● TEXTAUSZUG
━━━━
Review Dark Suns – Orange

DARK SUNS waren noch nie musikalischer Fast Food. Dass sich dies vom Progressive Metal-Opus „Grave Human Genuine“ zu „Orange“ nicht auf einmal ändern würde, nur weil das Album als frisches, unbedarftes Progressive Rock-Album beworben wurde, war wohl schon zuvor klar und so sollte es nicht wundern, dass es auch die aktuelle Scheibe der Leipziger ihre Zeit brauchen würde, um beim Hörer in die Gänge zu kommen.

„Orange“ war für mich eines dieser Alben, bei welchen man die ersten drei bis vier Hördurchgänge erst mal mit einem fetten Fragezeichen im Gesicht vor den Boxen sitzt: Worauf wollte die Band hinaus, wie hört man diese Songs richtig an? Der bluesige, groovende Hard Rock Deep Purples ist es nicht, auch nicht das Lyrische, Erhabene früher King Crimson und auch nicht die meditativen Instrumental-Eskapaden von Yes. Auf den ersten Blick. Doch, wie sich schnell herausstellt, sind alle diese Komponenten durchaus reichlich vorhanden, nur eben in einer unerwarteten Weise zusammengeschweißt. Denn eine Progressive Metal-Band, die einen Koloss wie „Grave Human Genuine“ geschaffen hat, wirft eben nicht mal schnell alle Trademarks in Sachen Songwriting über Bord, um sich vergleichsweise verständlicheren Strukturen des Classic / Prog Rock zu widmen. So sind die meisten Songs auf „Orange“ immer noch eher Konstrukte als ausgewählte Elemente aus Jam-Sessions, die Spontanität vielleicht nicht ganz so präsent, wie sie im Vorfeld angepriesen wurde. Und dennoch, das konkrete Hörvergnügen wächst im Vergleich zum in diesem Kontext deutlich unterkühlt wirkenden „Grave Human Genuine“ deutlich an. Wenn in einem Song wie „Ghost“ fette Hammond-geschwängerte Riffs an Pink Floyd-inspirierte Gitarrensoli gekoppelt werden, ergibt das doch eine deutlich lässigere Atmosphäre als bewusst steril und experimentell gehaltene Soundlandschaften. Apropos Experiment, auch dieses kommt auf „Orange“ nicht zu kurz, nur eben in deutlich anderen Manifestationen. So nimmt sich etwa „Vespertine“ erst mal eine gute Minute Zeit, skurrile Klangkulissen vom Charakter von King Crimsons „Moonchild“ aufzubauen, um dann mit latent Fusion-lastigem Soundbild doch noch auf die abgehobene Unbeschwertheit von Yes in Form eines mehrstimmigen Refrains überzuleiten. Überhaupt stellt dieser Song mit ebenfalls in bester karmesinroter Manier eingebrachtem jazzigen Saxophon, das sich zuletzt in diversen Skurrilitäten verliert, ein klares Highlight des Albums dar.
━━━━
● AUFGABEN UND ÜBUNGEN
A. Extrahieren Sie aus der Rezension zu „Orange“ wortgetreu den Abschnitt, der mit den Worten „DARK SUNS waren“ beginnt und mit „Gänge zu kommen.“ endet.
B. Prüfen Sie anhand der Rezension zu „Orange“, ob die folgenden Aussagen zutreffen, und belegen Sie jede Antwort (ja oder nein) mit einem wörtlichen Zitat:
(i) „Orange“ wurde als Progressive Rock-Album beworben.
(ii) DARK SUNS stammen aus Hamburg.
(iii) Im Song „Vespertine“ ist ein Saxophon zu hören.
C. Schreiben Sie die Rezension zu „Orange“ im Anschluss an ihren letzten Satz weiter.

Gespeicherte Einträge:
━━━━
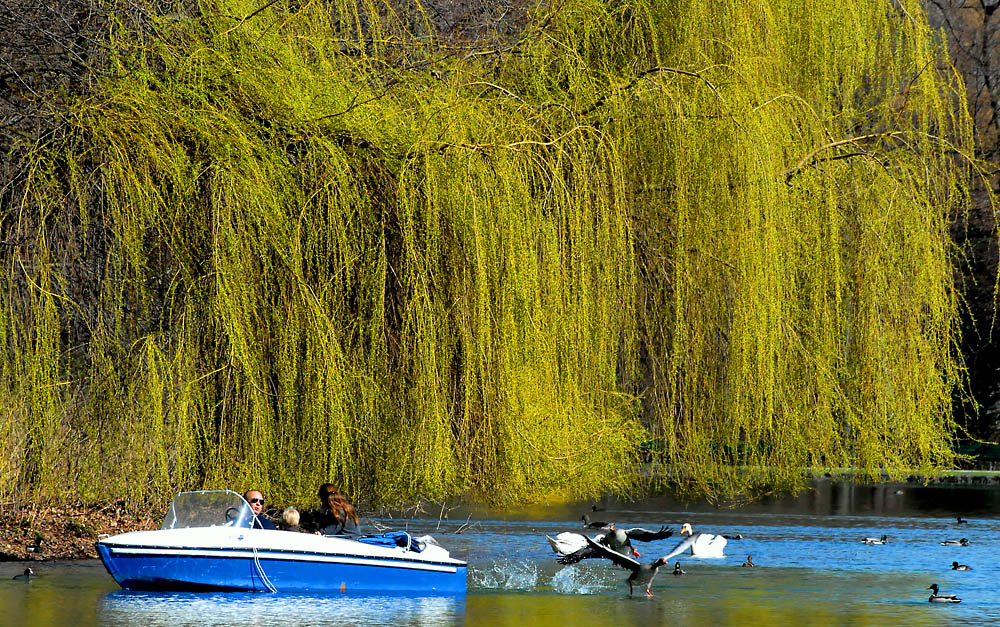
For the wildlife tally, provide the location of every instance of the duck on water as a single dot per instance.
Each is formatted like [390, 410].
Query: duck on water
[937, 597]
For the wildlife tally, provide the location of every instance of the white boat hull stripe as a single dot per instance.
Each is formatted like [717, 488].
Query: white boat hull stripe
[264, 554]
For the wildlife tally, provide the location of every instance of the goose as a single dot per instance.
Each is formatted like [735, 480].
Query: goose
[941, 598]
[962, 542]
[700, 544]
[590, 524]
[642, 574]
[574, 547]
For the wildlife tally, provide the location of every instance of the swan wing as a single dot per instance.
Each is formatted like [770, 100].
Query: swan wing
━━━━
● ERGEBNISSE JE AUFGABE
A.
DARK SUNS waren noch nie musikalischer Fast Food. Dass sich dies vom Progressive Metal-Opus „Grave Human Genuine“ zu „Orange“ nicht auf einmal ändern würde, nur weil das Album als frisches, unbedarftes Progressive Rock-Album beworben wurde, war wohl schon zuvor klar und so sollte es nicht wundern, dass es auch die aktuelle Scheibe der Leipziger ihre Zeit brauchen würde, um beim Hörer in die Gänge zu kommen.

B.
(i) Ja: „nur weil das Album als frisches, unbedarftes Progressive Rock-Album beworben wurde“
(ii) Nein: „die aktuelle Scheibe der Leipziger“
(iii) Ja: „mit ebenfalls in bester karmesinroter Manier eingebrachtem jazzigen Saxophon“

C.
Aber was rede ich, noch beim Schreiben stellt sich wieder mal heraus, dass man sehr vorsichtig damit sein sollte, auf einem DARK SUNS-Album Höhepunkte auszumachen, überrascht die inzwischen fünfköpfige Truppe doch an allen Ecken und Enden mit mehr oder weniger bekannten Klangbildern der Rockmusik und integriert diese in ihren eigenen Sound, ohne an Identität zu verlieren. Anspieltipps braucht es da nicht wirklich, jeder Song zeigt an irgendeiner Stelle alle Qualitäten, die diese Scheibe ausmachen: Seien es nun die (eben doch) bluesigen Rhythmusriffs, die trippigen Sequenzen, für die sich häufig die Hammond verantwortlich zeichnet oder verworrene Gitarrenpassagen – alles wird einem nach dem ein oder anderen Hördurchgang vollkommen plausibel auf einem Haufen präsentiert, obwohl die meiner Meinung nach immer noch nicht simplen Songstrukturen und vor allem die oftmals extremen Geschwindigkeitswechsel dies eigentlich nicht erlauben sollten. Aber doch, die Atmosphäre ist dynamisch, unheimlich vielfältig im Stil und dennoch konsistent. Damit stecken DARK SUNS sogar so manche alteingesessene Prog-Band in die Tasche.
Was die Leipziger aber vor allem in die Tasche stecken, ist das aktuelle Retro Rock-Umfeld, allem voran „Road Salt Two“ der einstigen Vorbilder Pain of Salvation. Vielleicht ist tatsächlich die Zeit gekommen, dass sich die Schweden den musikalischen Weg zeigen lassen sollten und nicht mehr andersherum – der Vergleich dieser beider Alben untermalt nochmal deutlich, wie peinlich stupide und uninspiriert „Road Salt Two“ geworden ist.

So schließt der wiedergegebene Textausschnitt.